:: PROBLEM TO SOLVE ::
Reproduce the entries from the line containing "Phrase: brown leather handbag" through the end of the entries, both ends included and the phrase lines retained. Multiply every pixel coordinate in the answers by 1.1, round each result to the nearest whole number with halves rounded up, and omit the pictures from your reproduction.

(Data listing)
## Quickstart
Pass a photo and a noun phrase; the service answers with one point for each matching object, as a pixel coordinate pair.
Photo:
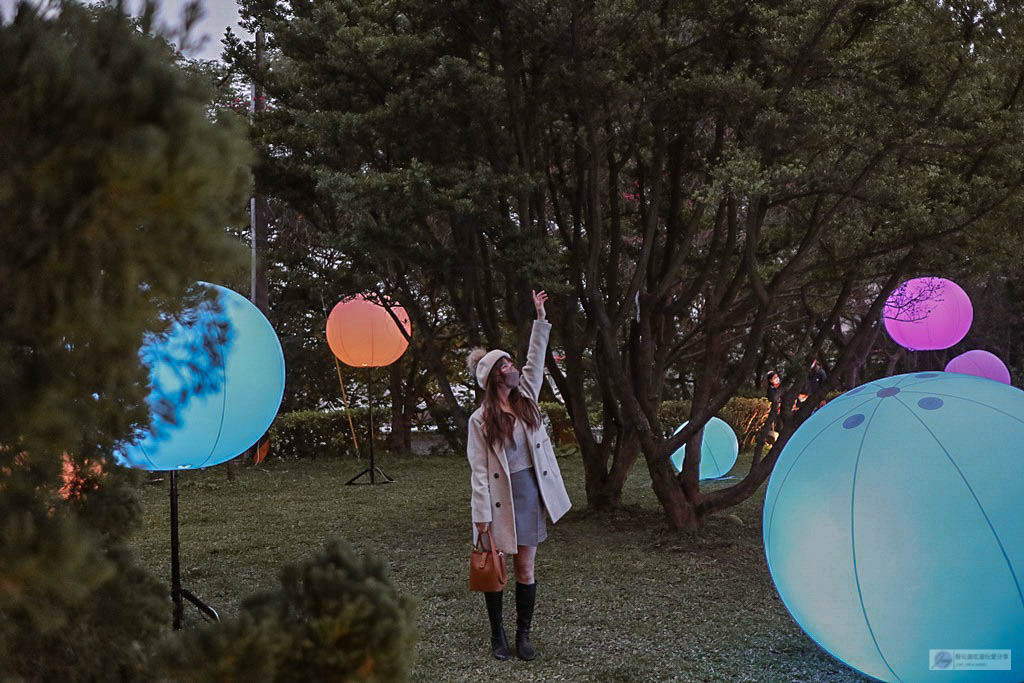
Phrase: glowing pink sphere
(980, 364)
(927, 313)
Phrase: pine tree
(116, 186)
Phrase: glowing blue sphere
(719, 450)
(216, 385)
(894, 527)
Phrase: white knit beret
(481, 363)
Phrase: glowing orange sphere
(363, 334)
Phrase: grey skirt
(530, 526)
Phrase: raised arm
(532, 372)
(476, 451)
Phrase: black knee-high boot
(499, 643)
(525, 597)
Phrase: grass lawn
(621, 597)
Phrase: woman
(515, 478)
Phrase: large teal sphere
(221, 379)
(894, 528)
(719, 450)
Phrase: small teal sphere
(719, 450)
(221, 378)
(894, 527)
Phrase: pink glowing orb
(927, 313)
(980, 364)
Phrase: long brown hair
(498, 424)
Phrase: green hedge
(314, 433)
(744, 416)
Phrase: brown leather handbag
(486, 567)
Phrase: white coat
(492, 488)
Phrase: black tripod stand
(373, 470)
(177, 593)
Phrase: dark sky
(219, 14)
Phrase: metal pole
(175, 564)
(370, 394)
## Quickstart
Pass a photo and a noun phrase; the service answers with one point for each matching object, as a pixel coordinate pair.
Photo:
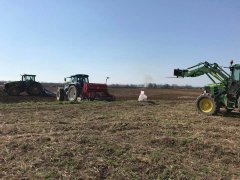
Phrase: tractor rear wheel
(60, 94)
(72, 93)
(207, 105)
(35, 89)
(13, 91)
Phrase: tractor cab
(78, 78)
(235, 72)
(234, 88)
(28, 77)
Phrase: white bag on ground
(142, 97)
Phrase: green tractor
(223, 93)
(27, 84)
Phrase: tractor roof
(79, 75)
(28, 75)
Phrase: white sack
(142, 97)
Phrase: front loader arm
(211, 70)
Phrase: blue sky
(131, 41)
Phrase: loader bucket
(180, 72)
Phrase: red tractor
(79, 88)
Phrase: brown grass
(159, 139)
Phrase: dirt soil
(119, 93)
(164, 138)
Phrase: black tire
(72, 93)
(60, 94)
(239, 104)
(35, 89)
(13, 91)
(207, 105)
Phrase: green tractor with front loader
(224, 92)
(27, 84)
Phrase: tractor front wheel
(72, 93)
(239, 104)
(60, 94)
(13, 91)
(35, 90)
(207, 105)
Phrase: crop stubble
(163, 138)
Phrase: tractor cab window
(236, 74)
(85, 80)
(29, 78)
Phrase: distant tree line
(153, 85)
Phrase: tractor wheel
(72, 93)
(239, 104)
(207, 105)
(35, 89)
(60, 94)
(13, 91)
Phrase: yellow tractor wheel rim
(206, 105)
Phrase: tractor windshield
(236, 74)
(82, 79)
(28, 78)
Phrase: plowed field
(164, 138)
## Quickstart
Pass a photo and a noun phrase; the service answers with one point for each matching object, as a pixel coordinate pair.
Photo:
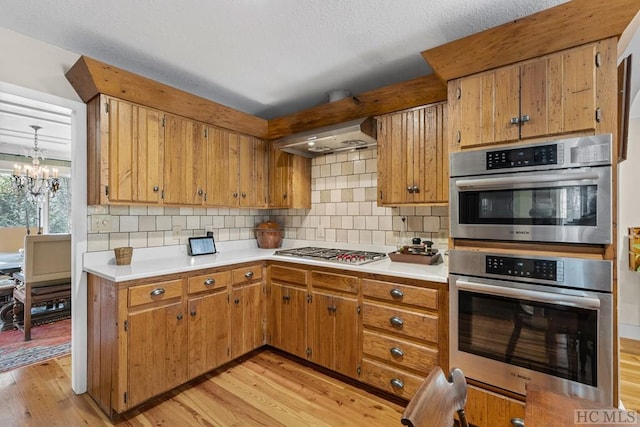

:: OUTPUT BELOW ::
Phrase: brown leather handbag
(535, 624)
Phrase: white coat
(541, 537)
Phrase: black tripod stand
(410, 517)
(195, 652)
Phrase: dark sky
(241, 15)
Phrase: metal pole
(193, 620)
(407, 433)
## Quickstart
Pass a photo and a noun phrase; the service answers with one point for each matching object, as a pixel coordinate pair.
Photo:
Phrase: tractor rear wheel
(66, 103)
(79, 102)
(228, 116)
(39, 98)
(14, 100)
Phrase: tractor cab
(86, 86)
(259, 79)
(257, 97)
(31, 85)
Phrase: white bag on ground
(156, 107)
Phrase: green tractor
(245, 102)
(30, 92)
Phrase: tractor roof
(87, 83)
(31, 83)
Phrase: white sack
(156, 107)
Phrase: front loader arm
(232, 77)
Phrase: blue sky
(144, 45)
Phrase: loader bucket
(198, 79)
Phrase: red tractor
(87, 97)
Phrase: brown grass
(175, 153)
Phrase: dirt soil
(131, 102)
(180, 152)
Phrase: black tire
(79, 102)
(66, 103)
(263, 114)
(39, 98)
(14, 100)
(228, 116)
Phrase: green tractor with front loader
(246, 101)
(30, 92)
Phrase: tractor front wheel
(79, 102)
(263, 114)
(66, 103)
(14, 100)
(39, 99)
(228, 116)
Phrase: crop stubble
(179, 152)
Phrase: tractor cab window
(260, 81)
(94, 88)
(32, 86)
Phrase: distant tree line
(168, 94)
Phrase: tractor wheel
(79, 102)
(263, 114)
(228, 116)
(39, 98)
(66, 103)
(14, 100)
Phrase: yellow tractor wheel rim
(227, 116)
Phrase: tractor windshield
(260, 81)
(90, 87)
(31, 86)
Phrase: plowed field
(180, 152)
## Quickstart
Pass a photo and a noun phrase; the service answers with one point for each matching object, as a pixel coordinate pair.
Photo:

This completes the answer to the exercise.